§ EXERCISE INPUTS:
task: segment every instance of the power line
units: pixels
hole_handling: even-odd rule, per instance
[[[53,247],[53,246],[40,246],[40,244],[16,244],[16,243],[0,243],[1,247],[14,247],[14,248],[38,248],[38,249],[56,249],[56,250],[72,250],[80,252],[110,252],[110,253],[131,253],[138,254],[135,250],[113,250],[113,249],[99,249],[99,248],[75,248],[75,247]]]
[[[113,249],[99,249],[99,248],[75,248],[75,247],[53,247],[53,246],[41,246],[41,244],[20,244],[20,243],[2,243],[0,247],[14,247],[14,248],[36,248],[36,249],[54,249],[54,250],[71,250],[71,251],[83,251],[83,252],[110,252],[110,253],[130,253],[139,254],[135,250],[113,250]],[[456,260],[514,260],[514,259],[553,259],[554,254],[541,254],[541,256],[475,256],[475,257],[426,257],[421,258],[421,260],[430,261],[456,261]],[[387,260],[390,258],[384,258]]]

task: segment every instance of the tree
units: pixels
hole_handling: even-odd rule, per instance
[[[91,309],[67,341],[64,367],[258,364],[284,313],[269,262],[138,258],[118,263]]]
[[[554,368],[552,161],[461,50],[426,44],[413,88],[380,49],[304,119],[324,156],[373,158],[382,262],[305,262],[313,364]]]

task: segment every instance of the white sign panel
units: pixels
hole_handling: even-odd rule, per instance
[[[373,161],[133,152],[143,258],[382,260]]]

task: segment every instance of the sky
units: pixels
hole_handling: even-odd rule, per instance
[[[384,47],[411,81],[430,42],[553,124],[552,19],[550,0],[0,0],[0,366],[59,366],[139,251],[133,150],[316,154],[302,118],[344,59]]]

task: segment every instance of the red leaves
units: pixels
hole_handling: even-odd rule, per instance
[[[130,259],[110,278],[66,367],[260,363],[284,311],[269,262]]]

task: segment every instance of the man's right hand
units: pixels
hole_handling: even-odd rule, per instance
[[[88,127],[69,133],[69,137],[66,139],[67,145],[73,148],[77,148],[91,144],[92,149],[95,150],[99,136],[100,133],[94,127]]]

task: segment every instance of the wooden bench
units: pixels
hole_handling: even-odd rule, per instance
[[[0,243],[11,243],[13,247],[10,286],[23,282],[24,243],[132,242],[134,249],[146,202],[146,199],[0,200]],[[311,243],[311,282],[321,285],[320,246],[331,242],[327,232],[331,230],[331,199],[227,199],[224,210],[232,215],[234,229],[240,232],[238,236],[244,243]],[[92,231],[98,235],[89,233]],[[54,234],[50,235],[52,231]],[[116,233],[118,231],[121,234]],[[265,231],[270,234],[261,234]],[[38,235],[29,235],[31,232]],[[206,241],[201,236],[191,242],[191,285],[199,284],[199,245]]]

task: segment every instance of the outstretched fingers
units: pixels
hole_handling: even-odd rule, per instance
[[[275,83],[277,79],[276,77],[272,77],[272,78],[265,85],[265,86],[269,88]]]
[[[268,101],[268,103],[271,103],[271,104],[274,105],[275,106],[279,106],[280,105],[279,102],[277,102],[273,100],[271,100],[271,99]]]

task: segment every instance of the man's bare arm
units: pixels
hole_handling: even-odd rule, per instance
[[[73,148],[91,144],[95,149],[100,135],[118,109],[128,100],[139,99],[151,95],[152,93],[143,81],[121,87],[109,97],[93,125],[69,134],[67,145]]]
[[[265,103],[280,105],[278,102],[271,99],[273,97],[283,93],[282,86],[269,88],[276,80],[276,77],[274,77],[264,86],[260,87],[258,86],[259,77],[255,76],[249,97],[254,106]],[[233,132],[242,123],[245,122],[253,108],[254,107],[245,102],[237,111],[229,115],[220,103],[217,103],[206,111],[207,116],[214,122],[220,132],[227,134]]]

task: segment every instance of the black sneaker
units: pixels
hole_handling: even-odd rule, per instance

§ OBJECTIVE: Reproduce every line of the records above word for word, from the first line through the last.

§ FINAL ANSWER:
task: segment every instance of the power line
units: pixels
hole_handling: even-odd rule, per instance
[[[53,247],[53,246],[40,246],[40,244],[16,244],[16,243],[0,243],[1,247],[14,247],[14,248],[38,248],[38,249],[56,249],[56,250],[72,250],[80,252],[110,252],[110,253],[131,253],[138,254],[135,250],[113,250],[113,249],[99,249],[99,248],[75,248],[75,247]]]
[[[113,249],[99,249],[99,248],[75,248],[75,247],[53,247],[53,246],[41,246],[41,244],[20,244],[20,243],[2,243],[0,247],[14,247],[14,248],[36,248],[36,249],[54,249],[54,250],[71,250],[71,251],[83,251],[83,252],[110,252],[110,253],[130,253],[139,254],[135,250],[113,250]],[[456,260],[514,260],[514,259],[553,259],[554,254],[541,254],[541,256],[475,256],[475,257],[426,257],[421,258],[421,260],[430,261],[456,261]],[[387,260],[390,258],[384,258]]]

task: segment every instance of the tree
units: pixels
hole_handling: even-odd rule, per instance
[[[91,309],[67,341],[64,367],[258,364],[284,313],[269,262],[138,258],[118,263]]]
[[[554,368],[552,161],[461,50],[426,44],[413,88],[380,49],[304,119],[324,156],[373,158],[382,262],[305,262],[313,364]]]

task: segment every instance of the white sign panel
units: pixels
hole_handling: even-odd rule, per instance
[[[373,161],[133,152],[143,258],[382,260]]]

task: segment every instance of the sky
units: pixels
hole_handling: even-odd rule, per instance
[[[384,47],[411,81],[430,42],[553,124],[552,19],[550,0],[0,0],[0,366],[59,366],[139,251],[133,150],[316,154],[302,118],[344,59]]]

task: segment every instance of the red leaves
units: pixels
hole_handling: even-odd rule, per instance
[[[130,259],[110,278],[66,367],[260,363],[284,311],[269,262]]]

task: segment every instance of the man's right hand
units: pixels
hole_handling: even-odd rule, per instance
[[[88,127],[69,133],[69,137],[66,139],[67,145],[73,148],[77,148],[91,144],[92,149],[95,150],[99,136],[100,133],[94,127]]]

task: segment every instance of the wooden bench
units: pixels
hole_handling: even-odd rule, per instance
[[[0,243],[11,243],[13,247],[10,286],[23,282],[24,243],[132,242],[134,249],[146,202],[146,199],[0,200]],[[311,243],[311,282],[321,285],[320,246],[331,242],[327,232],[331,230],[331,199],[227,199],[224,210],[232,215],[234,229],[240,232],[238,236],[244,243]],[[92,231],[98,235],[89,233]],[[54,234],[50,235],[52,231]],[[116,233],[118,231],[121,234]],[[265,231],[270,234],[261,234]],[[38,235],[29,235],[31,232]],[[206,241],[201,236],[191,242],[191,285],[199,284],[199,245]]]

task: segment every instance of the outstretched fingers
units: pixels
hole_handling: even-odd rule, per instance
[[[275,83],[277,79],[276,77],[272,77],[272,78],[265,85],[265,86],[269,88]]]
[[[268,101],[268,103],[271,103],[271,104],[274,105],[275,106],[279,106],[280,105],[279,102],[277,102],[273,100],[271,100],[271,99]]]

task: segment every instance of the man's bare arm
units: pixels
hole_handling: even-odd rule, per instance
[[[73,148],[91,144],[95,149],[100,135],[118,109],[128,100],[139,99],[151,95],[152,93],[143,81],[121,87],[109,97],[93,125],[69,134],[67,145]]]
[[[265,103],[280,105],[278,102],[271,99],[273,97],[283,93],[282,86],[269,88],[276,80],[276,77],[274,77],[264,86],[260,87],[258,86],[259,77],[255,76],[249,97],[254,106]],[[233,132],[242,123],[245,122],[253,108],[254,107],[245,102],[237,111],[229,115],[220,103],[217,103],[206,111],[207,116],[214,122],[220,132],[227,134]]]

task: segment every instance of the black sneaker
units: pixels
hole_handling: even-odd rule, per instance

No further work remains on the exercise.